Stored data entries
· · ·

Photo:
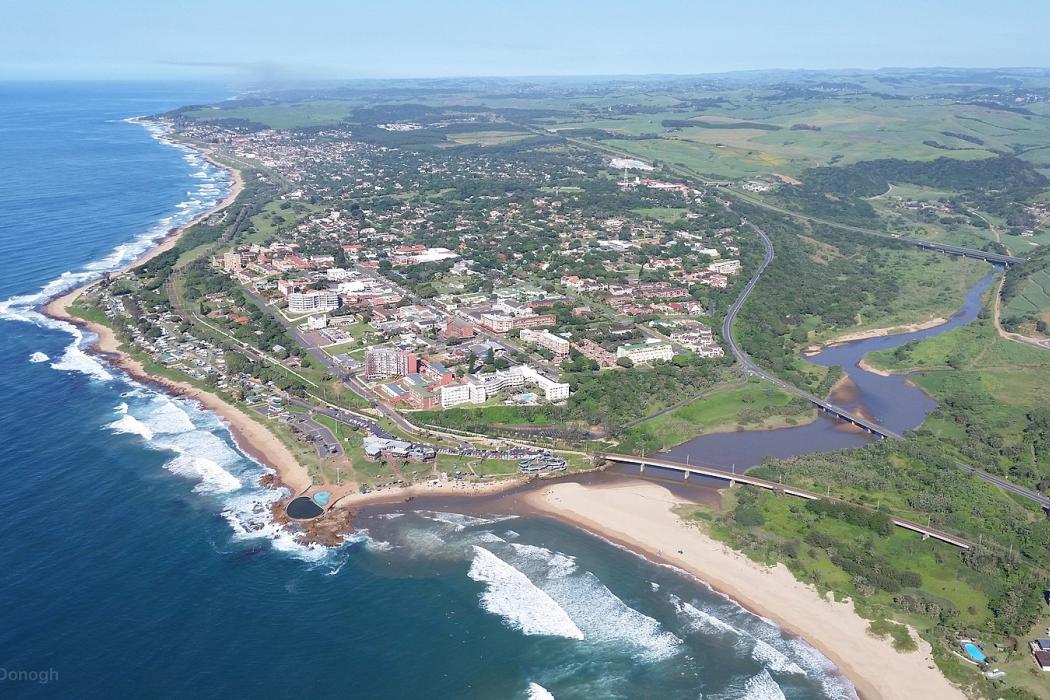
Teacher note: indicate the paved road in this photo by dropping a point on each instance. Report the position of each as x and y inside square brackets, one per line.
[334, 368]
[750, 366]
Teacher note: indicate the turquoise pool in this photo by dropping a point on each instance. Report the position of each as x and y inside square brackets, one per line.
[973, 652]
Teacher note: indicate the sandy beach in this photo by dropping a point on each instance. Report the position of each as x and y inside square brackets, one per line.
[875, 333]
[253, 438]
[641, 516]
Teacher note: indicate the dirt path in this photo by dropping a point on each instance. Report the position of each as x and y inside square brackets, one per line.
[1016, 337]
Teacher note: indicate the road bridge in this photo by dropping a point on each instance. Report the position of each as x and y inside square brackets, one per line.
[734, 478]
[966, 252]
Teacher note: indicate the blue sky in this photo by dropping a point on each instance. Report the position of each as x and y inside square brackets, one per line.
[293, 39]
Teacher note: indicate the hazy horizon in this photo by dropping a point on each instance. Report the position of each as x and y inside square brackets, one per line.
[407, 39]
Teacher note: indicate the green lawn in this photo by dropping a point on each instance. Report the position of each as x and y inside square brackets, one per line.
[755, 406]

· · ·

WHAT NEEDS TO BE DONE:
Quote every line of the material above word for word, omitting the pictures.

ANSWER BELOW:
Photo:
Teacher note: indicate the paved road in this photo by dropping a point on each instance. Report the position of each as x and y inside square brackets, one per line.
[334, 368]
[750, 366]
Teacher note: indicate the turquoise pool in this photo by dropping a point on each instance. Report the position of each as x and y inside square brackets, one per line.
[973, 652]
Teacher note: indicate the sandy beach in this photo by dropping a point on each instance. Report the position of each as x and y inside square brackets, one per line.
[875, 333]
[253, 438]
[641, 516]
Teacher note: indicate the dirt path in this photo by dropping a point on each instance. Report the position of each as x and y inside square brackets, one per line.
[1016, 337]
Teacher note: indicate the road bridge in this photo by dropping a point on each instance. Report the position of each as x and y inside square brackets, one per line.
[734, 478]
[966, 252]
Teacher note: indicate the blue sky in this photo by dropping a point on each instance. Report the position of each as x and y inside square brackets, one per line.
[293, 39]
Teacher note: indicate the hazy horizon in this photo by dropping a point on each instance. Report the position of each as x and y inside square brackets, one per line.
[407, 39]
Teacher note: indicate the green lawn in this photo by dropping a point on each instance. Report the position of each as x and y inside square brackets, one per line.
[755, 406]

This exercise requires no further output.